======== EXERCISE MATERIALS ========

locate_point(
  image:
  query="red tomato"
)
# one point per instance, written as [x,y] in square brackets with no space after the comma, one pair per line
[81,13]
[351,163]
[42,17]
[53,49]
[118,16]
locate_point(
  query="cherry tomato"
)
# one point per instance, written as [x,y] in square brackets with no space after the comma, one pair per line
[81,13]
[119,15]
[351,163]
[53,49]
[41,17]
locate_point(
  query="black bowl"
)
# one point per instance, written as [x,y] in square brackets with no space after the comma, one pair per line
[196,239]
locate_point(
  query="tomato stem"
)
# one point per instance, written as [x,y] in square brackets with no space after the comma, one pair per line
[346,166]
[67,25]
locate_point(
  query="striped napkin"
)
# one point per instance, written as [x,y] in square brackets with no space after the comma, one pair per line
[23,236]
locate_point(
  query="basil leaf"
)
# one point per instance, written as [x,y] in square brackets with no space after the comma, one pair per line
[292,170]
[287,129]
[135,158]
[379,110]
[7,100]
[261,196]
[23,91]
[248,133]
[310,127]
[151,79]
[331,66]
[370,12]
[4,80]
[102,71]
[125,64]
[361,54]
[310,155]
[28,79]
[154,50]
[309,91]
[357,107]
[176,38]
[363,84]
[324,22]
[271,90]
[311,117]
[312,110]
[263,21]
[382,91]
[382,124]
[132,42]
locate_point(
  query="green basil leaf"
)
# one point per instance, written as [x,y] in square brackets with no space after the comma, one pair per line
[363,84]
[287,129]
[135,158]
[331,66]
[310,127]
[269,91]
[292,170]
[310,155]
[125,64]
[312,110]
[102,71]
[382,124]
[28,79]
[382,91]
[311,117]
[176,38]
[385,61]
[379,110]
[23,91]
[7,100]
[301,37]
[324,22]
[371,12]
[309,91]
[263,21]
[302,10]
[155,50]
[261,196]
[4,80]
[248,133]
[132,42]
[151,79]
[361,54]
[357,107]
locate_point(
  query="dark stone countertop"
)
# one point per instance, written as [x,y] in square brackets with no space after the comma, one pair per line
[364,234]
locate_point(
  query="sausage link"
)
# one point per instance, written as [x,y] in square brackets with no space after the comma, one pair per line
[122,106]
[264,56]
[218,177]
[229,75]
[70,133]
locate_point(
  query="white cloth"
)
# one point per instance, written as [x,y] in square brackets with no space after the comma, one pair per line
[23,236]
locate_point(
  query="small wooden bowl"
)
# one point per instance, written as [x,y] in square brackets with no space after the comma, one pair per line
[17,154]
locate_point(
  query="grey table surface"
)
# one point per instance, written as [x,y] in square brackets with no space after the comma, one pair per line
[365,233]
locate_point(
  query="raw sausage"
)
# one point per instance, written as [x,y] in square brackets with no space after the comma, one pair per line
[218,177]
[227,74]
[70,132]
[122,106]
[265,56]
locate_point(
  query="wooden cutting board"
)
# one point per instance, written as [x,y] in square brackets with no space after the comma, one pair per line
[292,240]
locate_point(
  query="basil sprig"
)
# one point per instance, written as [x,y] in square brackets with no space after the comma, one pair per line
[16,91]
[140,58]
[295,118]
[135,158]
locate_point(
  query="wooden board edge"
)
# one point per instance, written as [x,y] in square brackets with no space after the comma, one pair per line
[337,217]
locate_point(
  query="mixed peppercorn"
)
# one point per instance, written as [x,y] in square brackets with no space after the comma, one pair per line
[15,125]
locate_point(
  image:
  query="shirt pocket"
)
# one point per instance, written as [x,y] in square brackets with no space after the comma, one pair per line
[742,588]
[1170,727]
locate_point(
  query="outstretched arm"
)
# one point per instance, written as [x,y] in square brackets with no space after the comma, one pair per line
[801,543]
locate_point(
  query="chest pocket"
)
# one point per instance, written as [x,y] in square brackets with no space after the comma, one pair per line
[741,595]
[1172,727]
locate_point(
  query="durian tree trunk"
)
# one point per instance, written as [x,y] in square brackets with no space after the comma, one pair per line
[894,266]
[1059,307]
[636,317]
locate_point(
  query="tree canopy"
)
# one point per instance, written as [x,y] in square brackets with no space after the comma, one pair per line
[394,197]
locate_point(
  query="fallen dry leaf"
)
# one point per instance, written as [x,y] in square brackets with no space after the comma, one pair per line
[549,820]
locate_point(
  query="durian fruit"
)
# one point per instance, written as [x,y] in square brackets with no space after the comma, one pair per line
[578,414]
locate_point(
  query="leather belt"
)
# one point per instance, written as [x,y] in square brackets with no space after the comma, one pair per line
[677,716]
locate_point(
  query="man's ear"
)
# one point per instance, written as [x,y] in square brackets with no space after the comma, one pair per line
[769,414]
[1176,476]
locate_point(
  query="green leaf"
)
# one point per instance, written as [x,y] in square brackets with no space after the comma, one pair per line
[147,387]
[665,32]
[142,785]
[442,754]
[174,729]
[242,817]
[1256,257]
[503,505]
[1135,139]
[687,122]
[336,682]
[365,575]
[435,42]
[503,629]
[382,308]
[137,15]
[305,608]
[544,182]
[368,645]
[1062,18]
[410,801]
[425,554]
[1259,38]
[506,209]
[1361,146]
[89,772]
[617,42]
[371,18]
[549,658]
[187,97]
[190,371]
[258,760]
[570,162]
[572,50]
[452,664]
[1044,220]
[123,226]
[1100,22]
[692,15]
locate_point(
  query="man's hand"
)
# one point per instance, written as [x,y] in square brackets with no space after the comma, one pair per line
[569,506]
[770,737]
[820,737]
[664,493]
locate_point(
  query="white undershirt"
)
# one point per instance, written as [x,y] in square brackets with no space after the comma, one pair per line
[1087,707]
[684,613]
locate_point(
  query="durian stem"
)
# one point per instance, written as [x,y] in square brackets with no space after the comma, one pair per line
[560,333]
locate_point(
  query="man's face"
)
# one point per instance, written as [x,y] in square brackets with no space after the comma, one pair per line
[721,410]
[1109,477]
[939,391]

========

§ WHAT IS EXPECTED
The records above need to be duplicated. Keep every word unchanged.

§ SOLVED EXERCISE
locate_point(
  image:
  query="red tomato"
)
# one point per instance, written as [x,y] in square brackets with no space after the comma, one pair per line
[81,13]
[351,163]
[42,17]
[53,49]
[118,16]
locate_point(
  query="cherry tomato"
)
# one point per instance, written as [x,y] in square brackets with no space after the comma, one pair per line
[81,13]
[119,15]
[351,163]
[53,49]
[41,17]
locate_point(
  query="black bowl"
)
# one point per instance, written as [x,y] in square brackets with no space after the comma, one pair per line
[196,239]
locate_point(
  query="tomato stem"
)
# one point per instance, written as [x,y] in square brackets with no space after the comma, one pair per line
[346,166]
[67,25]
locate_point(
  query="striped napkin"
)
# one point per instance, written as [x,y] in square brackets with no space after the comma, one pair per line
[23,236]
locate_point(
  query="basil leaf"
)
# one point per instance, written as [x,y] in square brackets with no space after the comma, one pair per line
[292,170]
[287,129]
[135,158]
[379,110]
[7,100]
[261,196]
[23,91]
[248,133]
[310,127]
[151,79]
[331,66]
[370,12]
[4,80]
[102,71]
[125,64]
[361,54]
[310,155]
[28,79]
[154,50]
[309,91]
[357,107]
[176,38]
[363,84]
[324,22]
[271,90]
[311,117]
[312,110]
[263,21]
[382,91]
[382,124]
[132,42]
locate_point(
  query="green basil leaf"
)
# one point per instance, written as [x,y] in square brackets with no space after the comma, one pair per line
[363,84]
[287,129]
[135,158]
[331,66]
[310,127]
[269,91]
[292,170]
[310,155]
[125,64]
[312,110]
[102,71]
[382,124]
[28,79]
[382,91]
[311,117]
[176,38]
[385,61]
[379,110]
[23,91]
[7,100]
[301,37]
[324,22]
[371,12]
[309,91]
[263,21]
[302,10]
[155,50]
[261,196]
[4,80]
[248,133]
[132,42]
[151,79]
[361,54]
[357,107]
locate_point(
  query="dark stone countertop"
)
# one point per instance, written as [x,y] in square brackets with no space after the comma, one pair per line
[364,234]
locate_point(
  query="sausage link"
)
# one point per instance, written as [x,y] in square brackets with no space after the comma, one pair per line
[122,106]
[264,56]
[218,177]
[229,75]
[70,133]
locate_point(
  query="white cloth"
)
# one point per instance, written as [x,y] in square brackets with no space after the comma, one pair per line
[23,236]
locate_point(
  query="small wooden bowl"
)
# one point per instance, written as [x,y] in square brackets with no space after the comma, one pair per line
[17,154]
locate_point(
  query="grey table surface"
)
# one point per instance, written as [x,y] in square brackets with no space after the comma, one pair per line
[365,233]
locate_point(
  query="raw sausage"
)
# one point per instance, written as [x,y] in square brackets with no space after the comma, one pair per line
[218,177]
[227,74]
[70,132]
[122,106]
[265,56]
locate_point(
  query="wooden cutting board"
)
# one point per instance, written as [x,y] in square brackets with no space after the comma, one pair per line
[292,240]
locate_point(
  query="basil sprig"
)
# one point per instance, written as [x,y] in square brackets with no space after the comma, one pair per line
[16,91]
[140,58]
[295,118]
[135,158]
locate_point(
  query="wooden board edge"
)
# one point per instance, written as [x,y] in square brackets with no space after the comma, one pair per line
[337,217]
locate_point(
  query="mixed peppercorn"
)
# one point per instance, written as [x,y] in square brackets with no space after the comma, one pair per line
[15,125]
locate_point(
  image:
  query="shirt pocket"
)
# one point per instance, written as [x,y] in square brackets with no space after the comma, one pair per line
[742,588]
[1170,727]
locate_point(
  query="outstretched arm"
)
# one point per instance, written as [x,y] in square brackets with no space after the comma, one pair per line
[801,543]
locate_point(
  query="chest pocket"
)
# one point per instance, written as [x,y] in square brackets with no space after the comma, one pair per line
[741,595]
[1172,727]
locate_point(
  query="durian tree trunk"
)
# one point per instance, written as [x,y] in square brackets with no space after the comma, one pair per line
[894,266]
[1059,307]
[636,317]
locate_point(
  query="tree canopy"
)
# one point per instance, written as [x,y] in square brackets with no space after the comma, one pair per line
[394,197]
locate_point(
  query="fallen dry leaf"
)
# one point per instance, written as [x,y] in square brackets with no space after the comma, one pair per line
[549,820]
locate_point(
  query="durian fruit"
)
# one point per instance, written as [x,y] in square brackets with no space after the comma, one pair per line
[578,414]
locate_point(
  query="leather belt"
)
# one point per instance, written as [x,y] in square brackets with no space after the comma, one pair per line
[677,716]
locate_point(
  query="man's ear"
)
# one point per instance, written as [x,y] in square brackets with no space after the comma, one pair per line
[769,414]
[1176,476]
locate_point(
  query="green leaf"
)
# one point per instance, written as [x,y] in square brackets with no space after the comma, one pair per line
[147,387]
[665,32]
[142,785]
[442,754]
[174,729]
[242,817]
[1256,257]
[503,505]
[1135,139]
[687,122]
[336,682]
[365,575]
[435,42]
[503,629]
[382,308]
[137,15]
[305,608]
[544,182]
[368,645]
[1062,18]
[410,801]
[425,554]
[1259,38]
[506,209]
[1361,146]
[89,772]
[617,42]
[371,18]
[549,658]
[187,97]
[190,371]
[258,760]
[570,162]
[572,50]
[452,664]
[1044,220]
[123,226]
[1100,22]
[692,15]
locate_point(
  query="man's hand"
)
# one point per instance, written as [x,y] in square brackets with no space after the comma, one pair per line
[569,506]
[770,737]
[820,737]
[664,493]
locate_point(
  query="white undershirt"
)
# one point per instance, written as [x,y] in square brackets with no space after the comma, one pair per line
[1087,707]
[684,613]
locate_point(
  query="durian stem"
)
# one point per instance, written as [x,y] in square brackets with no space after the comma, one pair per line
[560,333]
locate_point(
  query="man's face"
)
# one point per instance, written as [x,y] in square brackets with no space after the comma, one pair per line
[721,410]
[1109,477]
[939,391]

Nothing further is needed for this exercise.